+++ DATA FOR ANALYSIS +++

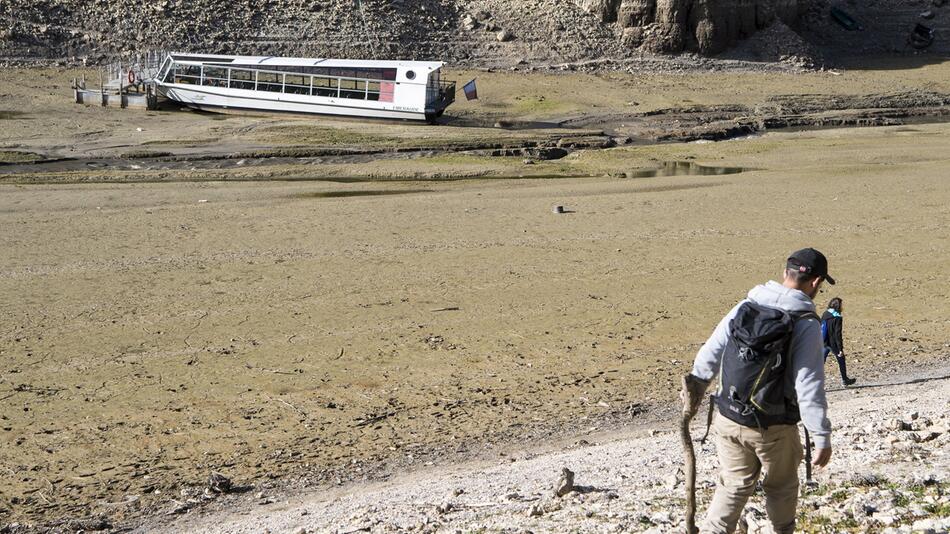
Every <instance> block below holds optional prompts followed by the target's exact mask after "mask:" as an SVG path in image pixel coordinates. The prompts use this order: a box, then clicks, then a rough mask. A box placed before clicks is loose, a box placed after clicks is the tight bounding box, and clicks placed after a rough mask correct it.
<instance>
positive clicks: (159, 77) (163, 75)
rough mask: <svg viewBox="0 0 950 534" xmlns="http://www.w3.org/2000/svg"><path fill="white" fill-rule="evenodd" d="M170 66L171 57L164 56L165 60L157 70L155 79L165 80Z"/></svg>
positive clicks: (163, 80) (170, 64) (168, 70)
mask: <svg viewBox="0 0 950 534" xmlns="http://www.w3.org/2000/svg"><path fill="white" fill-rule="evenodd" d="M171 67H172V59H171V57H166V58H165V61H164V62H163V63H162V68H161V69H160V70H159V73H158V78H156V79H157V80H158V81H160V82H164V81H166V80H165V77H166V76H168V71H170V70H171Z"/></svg>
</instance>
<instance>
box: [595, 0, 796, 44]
mask: <svg viewBox="0 0 950 534" xmlns="http://www.w3.org/2000/svg"><path fill="white" fill-rule="evenodd" d="M578 1H579V3H580V5H581V7H583V8H584V9H587V10H588V11H590V12H591V13H593V14H594V15H596V16H597V17H599V18H600V19H601V20H603V21H605V22H613V21H616V22H617V24H618V25H619V27H620V28H621V29H622V31H623V42H624V44H625V46H627V47H631V48H641V47H642V48H645V49H647V50H649V51H652V52H661V53H677V52H682V51H694V52H699V53H701V54H707V55H711V54H716V53H718V52H721V51H723V50H725V49H726V48H728V47H729V46H731V45H732V44H734V43H735V42H736V41H738V40H739V39H743V38H746V37H749V36H751V35H752V34H753V33H755V32H756V31H757V30H759V29H762V28H765V27H767V26H769V25H770V24H772V23H773V22H775V21H776V20H781V21H782V22H784V23H786V24H789V25H794V24H795V23H796V22H797V19H798V14H799V6H798V0H620V1H612V0H578Z"/></svg>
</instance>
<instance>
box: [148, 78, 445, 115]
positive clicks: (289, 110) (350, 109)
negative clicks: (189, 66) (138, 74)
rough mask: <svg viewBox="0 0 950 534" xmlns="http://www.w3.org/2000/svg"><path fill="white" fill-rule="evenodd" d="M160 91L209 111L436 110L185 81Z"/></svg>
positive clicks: (313, 114) (194, 106)
mask: <svg viewBox="0 0 950 534" xmlns="http://www.w3.org/2000/svg"><path fill="white" fill-rule="evenodd" d="M159 92H160V93H161V94H162V95H163V96H164V97H165V98H168V99H169V100H172V101H174V102H178V103H179V104H183V105H185V106H188V107H190V108H194V109H201V110H206V111H216V110H221V109H226V110H234V111H246V112H285V113H298V114H307V115H335V116H345V117H361V118H375V119H403V120H414V121H426V120H429V121H431V120H432V119H433V117H435V116H436V115H440V114H441V113H438V112H437V111H436V110H431V109H430V110H422V109H410V108H407V109H395V108H396V106H393V105H392V104H383V103H377V102H368V101H362V100H348V99H344V98H326V97H319V96H310V95H296V94H286V93H264V92H261V91H246V90H241V89H226V88H215V87H206V86H192V85H182V84H161V85H159Z"/></svg>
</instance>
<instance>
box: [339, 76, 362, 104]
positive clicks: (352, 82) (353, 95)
mask: <svg viewBox="0 0 950 534" xmlns="http://www.w3.org/2000/svg"><path fill="white" fill-rule="evenodd" d="M340 97H341V98H351V99H353V100H366V82H365V81H363V80H347V79H341V80H340Z"/></svg>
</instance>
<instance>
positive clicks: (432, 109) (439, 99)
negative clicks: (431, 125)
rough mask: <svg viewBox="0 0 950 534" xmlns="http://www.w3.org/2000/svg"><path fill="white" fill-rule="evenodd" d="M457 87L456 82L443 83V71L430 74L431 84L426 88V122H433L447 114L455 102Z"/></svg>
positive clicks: (429, 74)
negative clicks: (455, 92) (442, 71)
mask: <svg viewBox="0 0 950 534" xmlns="http://www.w3.org/2000/svg"><path fill="white" fill-rule="evenodd" d="M455 90H456V85H455V82H454V81H443V80H442V78H441V69H436V70H434V71H432V73H430V74H429V83H428V85H427V88H426V120H427V121H429V122H432V121H434V120H436V119H438V118H439V117H441V116H442V114H443V113H445V110H446V109H447V108H448V107H449V106H451V105H452V103H453V102H455Z"/></svg>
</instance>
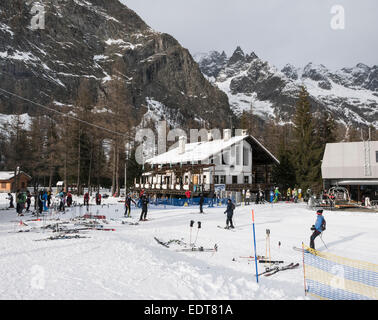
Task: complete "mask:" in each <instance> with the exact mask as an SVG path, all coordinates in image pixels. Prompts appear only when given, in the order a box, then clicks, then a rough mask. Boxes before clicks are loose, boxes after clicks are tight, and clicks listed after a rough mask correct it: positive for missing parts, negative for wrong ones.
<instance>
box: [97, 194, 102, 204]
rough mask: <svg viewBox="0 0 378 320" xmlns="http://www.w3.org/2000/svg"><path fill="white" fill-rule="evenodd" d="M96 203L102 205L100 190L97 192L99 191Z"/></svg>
mask: <svg viewBox="0 0 378 320" xmlns="http://www.w3.org/2000/svg"><path fill="white" fill-rule="evenodd" d="M96 204H97V205H98V206H100V205H101V194H100V192H97V193H96Z"/></svg>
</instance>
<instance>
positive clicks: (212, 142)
mask: <svg viewBox="0 0 378 320" xmlns="http://www.w3.org/2000/svg"><path fill="white" fill-rule="evenodd" d="M243 140H245V141H247V142H248V143H250V144H251V146H252V150H253V151H254V153H253V158H254V162H255V163H256V162H257V163H258V164H259V163H267V164H274V163H276V164H279V161H278V160H277V158H276V157H275V156H274V155H273V154H272V153H271V152H270V151H269V150H268V149H266V148H265V147H264V146H263V145H262V144H261V143H260V142H259V141H258V140H257V139H256V138H254V137H252V136H249V135H241V136H234V137H231V138H229V139H228V140H225V139H215V140H212V141H205V142H195V143H186V144H185V151H184V152H183V153H180V148H179V147H176V148H174V149H172V150H169V151H168V152H165V153H162V154H160V155H157V156H155V157H152V158H150V159H148V160H147V161H146V162H147V163H148V164H150V165H161V164H175V163H176V164H177V163H190V162H196V161H204V160H207V159H209V158H210V157H212V156H214V155H216V154H219V153H220V152H222V151H224V150H227V149H229V148H230V147H232V146H234V145H235V144H237V143H240V142H242V141H243Z"/></svg>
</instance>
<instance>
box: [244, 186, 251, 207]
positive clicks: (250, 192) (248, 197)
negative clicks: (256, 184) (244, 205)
mask: <svg viewBox="0 0 378 320" xmlns="http://www.w3.org/2000/svg"><path fill="white" fill-rule="evenodd" d="M245 198H246V201H247V203H246V205H247V206H249V202H250V201H251V192H250V191H249V190H247V192H246V193H245Z"/></svg>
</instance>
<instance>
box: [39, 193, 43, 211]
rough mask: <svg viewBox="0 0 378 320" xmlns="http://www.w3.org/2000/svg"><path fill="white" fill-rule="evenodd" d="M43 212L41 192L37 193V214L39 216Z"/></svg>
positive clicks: (42, 199)
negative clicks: (37, 208) (37, 209)
mask: <svg viewBox="0 0 378 320" xmlns="http://www.w3.org/2000/svg"><path fill="white" fill-rule="evenodd" d="M42 211H43V191H42V190H41V191H39V194H38V212H39V214H42Z"/></svg>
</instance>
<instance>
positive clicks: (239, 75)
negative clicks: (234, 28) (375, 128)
mask: <svg viewBox="0 0 378 320" xmlns="http://www.w3.org/2000/svg"><path fill="white" fill-rule="evenodd" d="M220 56H222V59H219V57H220ZM194 57H195V58H196V60H197V62H198V63H199V66H200V68H201V70H202V72H203V73H204V74H205V75H206V77H207V78H208V79H209V81H211V82H212V83H213V84H214V85H215V86H216V87H218V88H220V89H221V90H222V91H224V92H225V93H226V94H227V96H228V98H229V101H230V104H231V108H232V109H233V111H234V112H235V113H236V114H238V115H240V114H241V113H242V112H243V110H248V111H249V110H251V105H252V110H253V113H254V114H256V115H257V116H258V117H260V118H261V119H264V120H266V119H268V118H275V119H277V120H278V121H279V122H281V123H287V122H290V121H291V119H292V116H293V114H294V111H295V102H296V99H297V97H298V94H299V90H300V86H302V85H304V86H305V87H306V88H307V90H308V92H309V94H310V96H309V99H310V102H311V106H312V108H313V111H314V112H318V113H321V112H324V111H329V112H330V113H331V114H332V115H333V116H334V118H335V120H337V121H338V122H339V123H341V124H344V125H354V126H357V127H358V126H367V125H374V126H378V66H373V67H369V66H367V65H364V64H362V63H360V64H357V65H356V66H355V67H353V68H343V69H341V70H337V71H336V72H331V71H330V70H328V69H327V68H326V67H325V66H324V65H315V64H313V63H309V64H308V65H306V66H305V67H304V68H297V67H295V66H293V65H290V64H287V65H286V66H285V67H284V68H282V70H278V69H277V68H276V67H274V66H273V65H271V64H269V63H268V62H266V61H264V60H262V59H261V58H259V57H258V56H257V55H256V54H255V53H254V52H252V53H250V54H245V53H244V52H243V50H242V49H241V48H240V47H238V48H237V49H236V50H235V52H234V53H233V54H232V55H231V57H227V56H226V55H225V54H224V53H222V54H220V53H219V52H216V51H212V52H210V53H208V54H204V53H203V54H201V55H194Z"/></svg>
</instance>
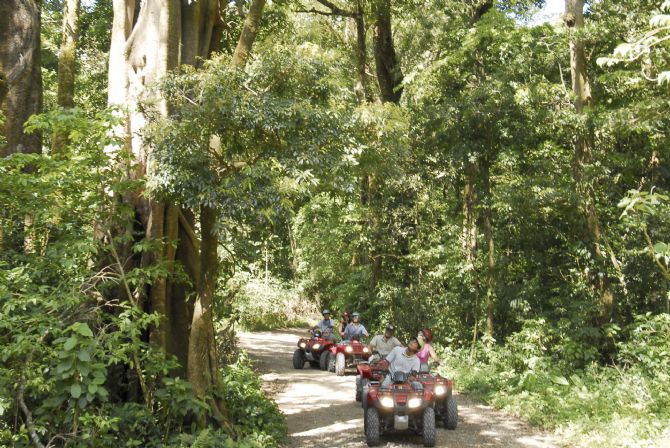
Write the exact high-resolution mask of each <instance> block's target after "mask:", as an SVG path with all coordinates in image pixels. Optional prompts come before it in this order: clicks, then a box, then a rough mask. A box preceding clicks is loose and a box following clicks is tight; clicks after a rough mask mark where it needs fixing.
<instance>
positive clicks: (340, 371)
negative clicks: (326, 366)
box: [335, 353, 347, 376]
mask: <svg viewBox="0 0 670 448" xmlns="http://www.w3.org/2000/svg"><path fill="white" fill-rule="evenodd" d="M346 365H347V358H346V357H345V356H344V353H338V354H337V355H336V356H335V375H337V376H344V368H345V367H346Z"/></svg>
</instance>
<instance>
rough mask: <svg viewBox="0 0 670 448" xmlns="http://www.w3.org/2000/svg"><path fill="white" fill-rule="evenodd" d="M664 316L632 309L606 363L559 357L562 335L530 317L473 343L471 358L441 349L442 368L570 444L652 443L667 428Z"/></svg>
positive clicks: (469, 390) (667, 387)
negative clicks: (603, 363)
mask: <svg viewBox="0 0 670 448" xmlns="http://www.w3.org/2000/svg"><path fill="white" fill-rule="evenodd" d="M669 319H670V316H669V315H667V314H661V315H658V316H651V315H640V316H636V319H635V323H633V324H631V325H630V327H628V328H627V329H626V331H625V335H626V336H627V340H626V342H622V343H620V344H619V348H620V351H619V360H618V362H617V363H616V364H615V365H611V366H601V365H599V364H598V363H596V362H592V363H589V364H587V365H585V366H584V367H583V368H578V367H575V366H574V365H570V364H568V363H563V362H560V361H559V362H557V360H560V359H561V358H562V352H563V351H564V350H565V349H566V344H565V342H564V341H561V340H557V339H556V337H555V335H556V334H557V333H556V329H555V328H551V326H549V325H547V323H546V322H544V321H532V322H528V323H527V325H525V326H524V329H523V330H522V331H521V332H519V333H517V334H515V335H514V336H513V337H511V338H510V339H508V340H507V341H506V344H505V346H503V347H501V346H488V345H483V344H482V345H479V346H478V348H477V350H478V351H477V353H478V356H477V358H476V360H475V362H474V363H470V361H469V359H470V353H469V350H445V352H444V355H445V358H446V359H447V361H446V365H447V368H446V370H447V372H448V374H449V376H450V377H453V378H454V379H455V381H456V384H457V386H458V387H459V389H461V390H465V391H468V392H471V393H474V394H476V395H477V396H479V397H481V398H483V399H485V400H487V401H490V402H491V403H493V404H494V405H495V406H497V407H500V408H503V409H505V410H507V411H509V412H511V413H513V414H515V415H518V416H520V417H522V418H524V419H527V420H529V421H530V422H531V423H533V424H537V425H540V426H542V427H545V428H550V429H556V430H557V431H558V432H559V433H560V434H561V435H562V436H563V437H565V440H566V442H568V443H570V444H571V445H573V446H597V447H606V446H631V447H632V446H657V445H656V444H657V443H659V442H660V440H662V438H663V437H664V434H666V433H667V432H668V431H669V430H670V428H668V425H667V422H668V421H669V420H668V417H670V415H669V413H668V409H670V408H669V407H668V399H669V395H668V394H669V392H670V389H669V387H668V384H669V383H668V381H667V380H668V373H667V372H668V362H669V358H668V353H670V350H669V349H670V345H669V342H668V341H670V339H668V334H669V333H668V332H669V331H670V320H669ZM650 415H652V416H654V418H653V419H650V418H649V416H650Z"/></svg>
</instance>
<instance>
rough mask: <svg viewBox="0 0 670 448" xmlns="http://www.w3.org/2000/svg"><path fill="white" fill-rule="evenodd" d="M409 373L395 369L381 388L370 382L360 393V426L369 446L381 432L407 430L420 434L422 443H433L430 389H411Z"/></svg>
mask: <svg viewBox="0 0 670 448" xmlns="http://www.w3.org/2000/svg"><path fill="white" fill-rule="evenodd" d="M408 376H409V375H408V374H407V373H405V372H396V373H395V374H394V376H393V383H392V385H391V387H389V388H388V389H384V388H382V387H381V386H380V384H379V383H377V382H374V383H373V382H371V383H370V384H368V385H367V386H366V387H365V390H364V392H363V394H364V395H363V400H362V401H363V412H364V413H365V414H364V416H363V422H364V423H363V428H364V431H365V439H366V441H367V443H368V446H377V445H379V443H380V437H381V435H382V434H384V433H387V432H389V431H391V430H396V431H404V430H410V431H413V432H415V433H416V434H420V435H421V436H422V438H423V445H424V446H428V447H431V446H435V436H436V433H435V408H434V399H433V391H432V390H430V389H426V388H422V389H414V388H412V385H411V384H410V382H409V381H408Z"/></svg>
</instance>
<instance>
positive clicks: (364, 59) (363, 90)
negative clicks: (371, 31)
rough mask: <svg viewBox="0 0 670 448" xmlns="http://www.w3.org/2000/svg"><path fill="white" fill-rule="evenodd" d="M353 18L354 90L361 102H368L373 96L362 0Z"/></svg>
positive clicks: (362, 102)
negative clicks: (369, 68)
mask: <svg viewBox="0 0 670 448" xmlns="http://www.w3.org/2000/svg"><path fill="white" fill-rule="evenodd" d="M353 20H354V23H355V24H356V47H355V59H356V84H355V86H354V92H355V93H356V98H358V102H359V103H367V102H370V101H372V98H371V97H370V91H369V89H368V75H367V71H366V67H367V59H368V52H367V44H366V39H365V37H366V34H367V31H366V29H365V15H364V11H363V5H362V3H361V0H358V1H357V2H356V13H355V14H354V17H353Z"/></svg>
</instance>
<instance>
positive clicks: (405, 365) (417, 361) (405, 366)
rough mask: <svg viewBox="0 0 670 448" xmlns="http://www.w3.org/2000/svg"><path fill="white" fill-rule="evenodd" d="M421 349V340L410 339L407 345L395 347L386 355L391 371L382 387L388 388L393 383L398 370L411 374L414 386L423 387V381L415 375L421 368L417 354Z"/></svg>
mask: <svg viewBox="0 0 670 448" xmlns="http://www.w3.org/2000/svg"><path fill="white" fill-rule="evenodd" d="M418 351H419V341H417V339H416V338H412V339H410V340H409V343H408V344H407V347H406V348H405V347H395V348H394V349H393V350H391V353H389V354H388V356H387V357H386V361H387V362H388V363H389V373H388V375H386V378H384V381H383V382H382V385H381V387H382V388H388V387H390V386H391V384H392V383H393V376H394V375H395V373H396V372H405V373H407V374H408V375H410V376H409V381H410V383H411V385H412V388H415V389H422V388H423V386H422V385H421V383H419V382H417V381H416V378H415V375H416V373H418V372H419V370H420V369H421V362H420V361H419V358H418V357H417V356H416V354H417V352H418Z"/></svg>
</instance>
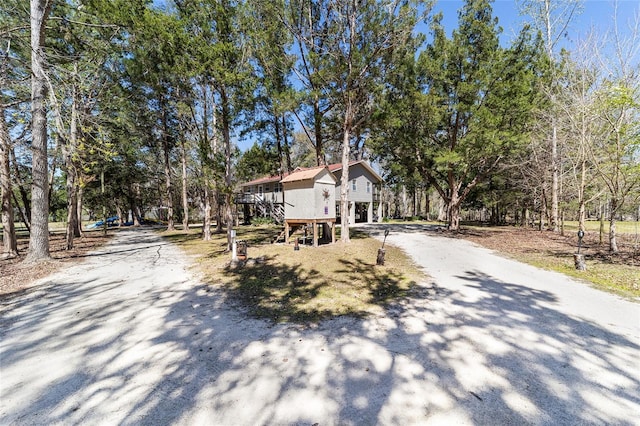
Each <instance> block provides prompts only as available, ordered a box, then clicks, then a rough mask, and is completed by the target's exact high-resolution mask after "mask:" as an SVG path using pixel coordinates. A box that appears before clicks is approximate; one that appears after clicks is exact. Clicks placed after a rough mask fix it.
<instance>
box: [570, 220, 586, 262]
mask: <svg viewBox="0 0 640 426" xmlns="http://www.w3.org/2000/svg"><path fill="white" fill-rule="evenodd" d="M582 238H584V231H583V230H582V229H581V230H579V231H578V252H577V253H576V254H574V255H573V263H574V265H575V266H576V270H578V271H586V270H587V263H586V261H585V260H584V254H580V248H582Z"/></svg>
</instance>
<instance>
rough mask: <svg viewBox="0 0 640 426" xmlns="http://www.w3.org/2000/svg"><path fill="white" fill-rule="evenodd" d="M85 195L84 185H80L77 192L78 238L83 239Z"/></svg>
mask: <svg viewBox="0 0 640 426" xmlns="http://www.w3.org/2000/svg"><path fill="white" fill-rule="evenodd" d="M83 195H84V188H83V187H82V184H80V183H78V185H77V190H76V212H77V215H78V236H79V237H82V236H83V235H82V196H83Z"/></svg>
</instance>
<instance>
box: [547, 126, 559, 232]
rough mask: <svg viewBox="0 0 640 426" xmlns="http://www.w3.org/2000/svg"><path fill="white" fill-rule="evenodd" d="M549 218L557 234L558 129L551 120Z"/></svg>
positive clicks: (557, 202) (550, 223)
mask: <svg viewBox="0 0 640 426" xmlns="http://www.w3.org/2000/svg"><path fill="white" fill-rule="evenodd" d="M551 127H552V128H551V132H552V135H551V167H552V173H551V217H550V218H549V221H550V222H551V223H550V225H551V227H552V229H553V232H558V230H559V228H558V198H559V195H558V192H559V178H558V176H559V166H558V129H557V126H556V123H555V120H553V123H552V125H551Z"/></svg>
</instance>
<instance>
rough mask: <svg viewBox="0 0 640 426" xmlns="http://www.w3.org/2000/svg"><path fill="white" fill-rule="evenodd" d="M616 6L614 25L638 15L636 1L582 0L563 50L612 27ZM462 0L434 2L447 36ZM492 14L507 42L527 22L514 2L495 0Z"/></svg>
mask: <svg viewBox="0 0 640 426" xmlns="http://www.w3.org/2000/svg"><path fill="white" fill-rule="evenodd" d="M615 3H617V6H618V25H619V27H620V28H621V29H623V28H625V29H626V28H627V24H628V21H629V19H631V18H633V17H634V16H638V15H640V1H639V0H618V1H617V2H615V1H613V0H583V1H582V11H581V13H580V14H578V15H576V16H575V17H574V18H573V20H572V22H571V24H570V26H569V28H568V34H567V38H566V39H565V45H564V47H566V48H568V49H569V50H571V45H572V43H573V42H574V41H575V40H577V39H579V38H581V36H584V35H585V34H586V33H587V32H589V31H590V30H591V29H592V28H594V29H597V32H598V33H605V32H606V31H607V30H608V29H609V28H610V27H611V26H612V24H613V15H614V4H615ZM463 4H464V1H463V0H437V1H436V4H435V6H434V9H433V12H434V13H437V12H442V13H443V24H444V26H445V28H447V30H448V31H449V33H450V32H451V31H452V30H453V29H455V28H456V27H457V25H458V10H459V9H460V8H461V7H462V6H463ZM493 14H494V16H497V17H498V20H499V24H500V26H501V27H502V28H503V36H504V37H507V39H506V40H507V41H508V40H509V39H510V38H511V36H512V35H514V34H516V33H517V32H518V31H519V30H520V28H522V24H523V23H524V22H525V21H526V20H527V19H528V18H527V17H525V16H522V15H520V12H519V9H518V2H516V1H515V0H496V1H494V3H493Z"/></svg>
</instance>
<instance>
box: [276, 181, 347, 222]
mask: <svg viewBox="0 0 640 426" xmlns="http://www.w3.org/2000/svg"><path fill="white" fill-rule="evenodd" d="M334 186H335V182H334V180H333V178H332V177H331V176H330V175H329V172H325V173H323V174H321V175H320V176H318V177H317V178H316V180H305V181H296V182H287V183H284V191H285V193H286V200H285V201H286V202H285V204H284V217H285V219H310V220H311V219H318V220H322V219H335V217H336V199H335V192H334ZM325 189H326V190H327V193H328V194H329V197H328V198H325V197H324V190H325Z"/></svg>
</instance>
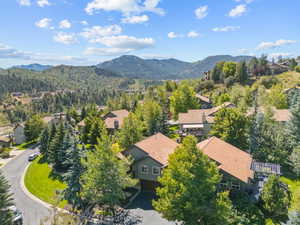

+++

*EXERCISE DESCRIPTION*
Return every line of the records that contains the word "approximate", matching case exactly.

*SOLUTION TO THIS PROBLEM*
Each <instance> block provides prompts only as available, ordered a box, then clicks, then a rough mask, and is completed by the target's exact high-resolution mask after "mask:" as an SVG path using pixel coordinates. A box that appears before clicks is approximate; one that appears after clicks is exact. Clicks placed after a rough mask fix it.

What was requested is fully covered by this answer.